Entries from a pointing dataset
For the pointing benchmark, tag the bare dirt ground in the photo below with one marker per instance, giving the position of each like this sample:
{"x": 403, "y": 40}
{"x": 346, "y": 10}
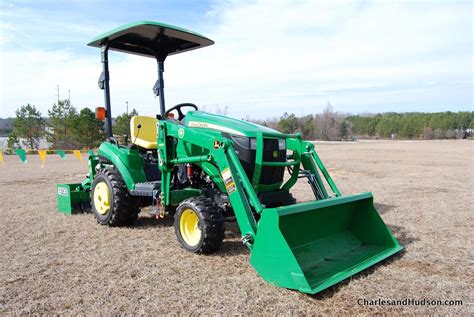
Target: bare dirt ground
{"x": 53, "y": 263}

**THE PROBLEM**
Update these lines by replacing every "bare dirt ground" with "exposed soil" and keep all other text unchanged. Omit the pictures from your answer.

**RESULT OF THIS TASK**
For the pointing benchmark, tag the exposed soil in the photo below with one marker per instance, giving the position of each like this sample:
{"x": 403, "y": 40}
{"x": 346, "y": 10}
Target: exposed soil
{"x": 53, "y": 263}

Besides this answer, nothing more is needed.